◆ Reading passage:
-- -- --
4. After storing the suspensions for a period of 4 days, determine the ease
of redispersion of each.
After
we stored the suspensions for 4 days, the ease of redispersion of each
suspensions are as follows :
Suspension
|
Ease of redispersion of each
suspensions
|
A
|
Normal
|
B
|
Easy
|
C
|
Very Easy
|
E
|
Difficult
|
5. Based on all the observations, which products would be considered to be
most acceptable? Explain.
Based on all the observations, we found
that the most acceptable product are product of Sample C. This is because Sample
C have the precise amount of Tragacanth powder in the suspension. The
suspension with too many Tragacanth are too viscous and have smooth texture
while suspension with no or too small amount of Tragacanth(sample A and B) have
less smooth texture with intermediate of redispersion rate of the suspension if
we compare to sample C.
As
the amount of Tragacanth used increase, the suspension will become more viscous
and stable against coagulation. Tragacanth
may increase the viscosity of the aqueous vehicle and thus slow the rate of
sedimentation of the particles but they will also form adsorbed layers around
the particle so that the approach of their surfaces and aggregation to the
coagulated state is hindered. Viscosity are important for acceptable suspension but the
suspension must be in the normal viscocity in which the viscocity of the
suspension is not too high and not too low. When the suspension is too viscous
it will cause difficulty in administration of product by patient.
-- -- --
◆ Given records:
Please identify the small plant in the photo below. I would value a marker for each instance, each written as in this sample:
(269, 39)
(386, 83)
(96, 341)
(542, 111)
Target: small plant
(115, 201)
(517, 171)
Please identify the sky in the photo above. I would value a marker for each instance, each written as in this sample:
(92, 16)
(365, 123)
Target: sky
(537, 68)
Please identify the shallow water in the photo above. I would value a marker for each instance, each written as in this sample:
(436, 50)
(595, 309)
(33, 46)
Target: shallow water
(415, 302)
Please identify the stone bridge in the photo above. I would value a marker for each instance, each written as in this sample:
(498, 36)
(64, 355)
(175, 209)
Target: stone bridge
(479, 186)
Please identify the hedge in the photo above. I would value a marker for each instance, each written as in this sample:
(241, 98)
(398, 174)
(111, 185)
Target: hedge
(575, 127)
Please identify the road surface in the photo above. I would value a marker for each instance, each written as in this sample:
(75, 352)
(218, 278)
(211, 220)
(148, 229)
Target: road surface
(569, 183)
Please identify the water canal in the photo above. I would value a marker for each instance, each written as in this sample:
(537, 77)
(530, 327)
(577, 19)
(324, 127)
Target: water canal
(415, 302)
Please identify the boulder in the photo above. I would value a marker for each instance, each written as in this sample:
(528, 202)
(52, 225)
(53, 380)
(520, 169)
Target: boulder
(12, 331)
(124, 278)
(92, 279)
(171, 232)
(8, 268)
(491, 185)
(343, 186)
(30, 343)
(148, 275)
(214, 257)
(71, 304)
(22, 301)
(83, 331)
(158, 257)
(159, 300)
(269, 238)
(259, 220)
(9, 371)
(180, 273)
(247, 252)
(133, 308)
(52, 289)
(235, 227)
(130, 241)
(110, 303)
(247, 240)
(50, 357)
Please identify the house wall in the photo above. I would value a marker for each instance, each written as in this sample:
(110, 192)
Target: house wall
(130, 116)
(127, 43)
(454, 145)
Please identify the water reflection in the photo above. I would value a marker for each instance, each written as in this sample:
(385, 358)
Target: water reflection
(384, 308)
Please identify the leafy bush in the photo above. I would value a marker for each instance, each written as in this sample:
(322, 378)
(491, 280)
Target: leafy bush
-- -- --
◆ Exercise 1: Reproduce the passage on Tragacanth suspensions word for word from "Based on all the observations, we" to "to sample C.".
◆ Exercise 2: Continue the passage on Tragacanth suspensions, picking up right after its final sentence.
The data were drawn from a separate source unrelated to the passage on Tragacanth suspensions.

◆ Answer section 1:
Based on all the observations, we found
that the most acceptable product are product of Sample C. This is because Sample
C have the precise amount of Tragacanth powder in the suspension. The
suspension with too many Tragacanth are too viscous and have smooth texture
while suspension with no or too small amount of Tragacanth(sample A and B) have
less smooth texture with intermediate of redispersion rate of the suspension if
we compare to sample C.

◆ Answer section 2:
Ease of redispersion of the sediments in the
suspension are vital for uniformity of dose. It is to prevent from the
suspension having inaccurate dosing
which can be overdose or underdose. By having a good suspension which is
readily to be redispersed, the accurate dose most probably can be achieved. From
all the sample, Sample C is the sample that can easily redisperse. Tragacanth
will support the insoluble solid in the
suspending medium for a longer time to prevent it from forming hard cake that
is difficult to be redispersed. Flocculation
is the way to prevent formation of hard cake. Tragacanth also can bother the sedimentation
rate of suspension. When the amount of
tragacanth powder increase, sedimentation rate will occur more slowly and thus
sediment height will be lower.
6. Briefly explain the function of each excipients used in the suspension
formulation. Explain the influence of tragacanth on the physical
characteristics and stability of a suspension.
Excipient
|
Function
|
Tragacanth
|
Wetting
agent, to increase the viscosity of solution, to slow down sedimentation of
particles in suspension
|
Concentrated
Peppermint Water
|
Acts
as flavouring agent
|
Syrup
|
Acts
as flavouring agent
|
Double
Strength Chlorofoam Water
|
Acts
as preservative agent to reduce microbial growth in the suspension
|
Distilled
Water
|
Acts
as a solvent
|
Chalk powder is an active ingredient
in the suspension. The general use of chalk powder is to treat diarrhea as it
adsorb excess fluid in the faeces.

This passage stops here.